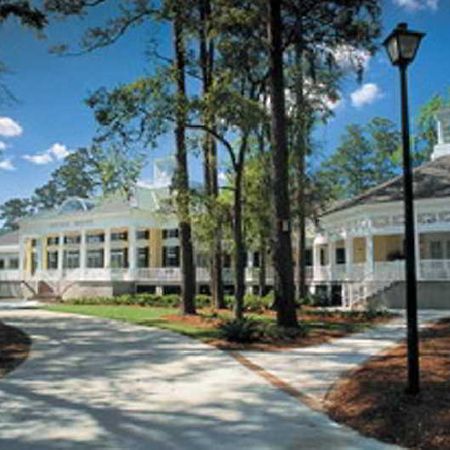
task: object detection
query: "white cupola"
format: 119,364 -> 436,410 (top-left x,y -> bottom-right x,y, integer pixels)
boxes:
431,108 -> 450,160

- [Goal of the exercise] Collect every line above that contains the string "bottom", and copy each one. Case counts.

- [Task output]
format: 119,364 -> 436,410 (top-left x,y -> bottom-right x,y, integer pixels)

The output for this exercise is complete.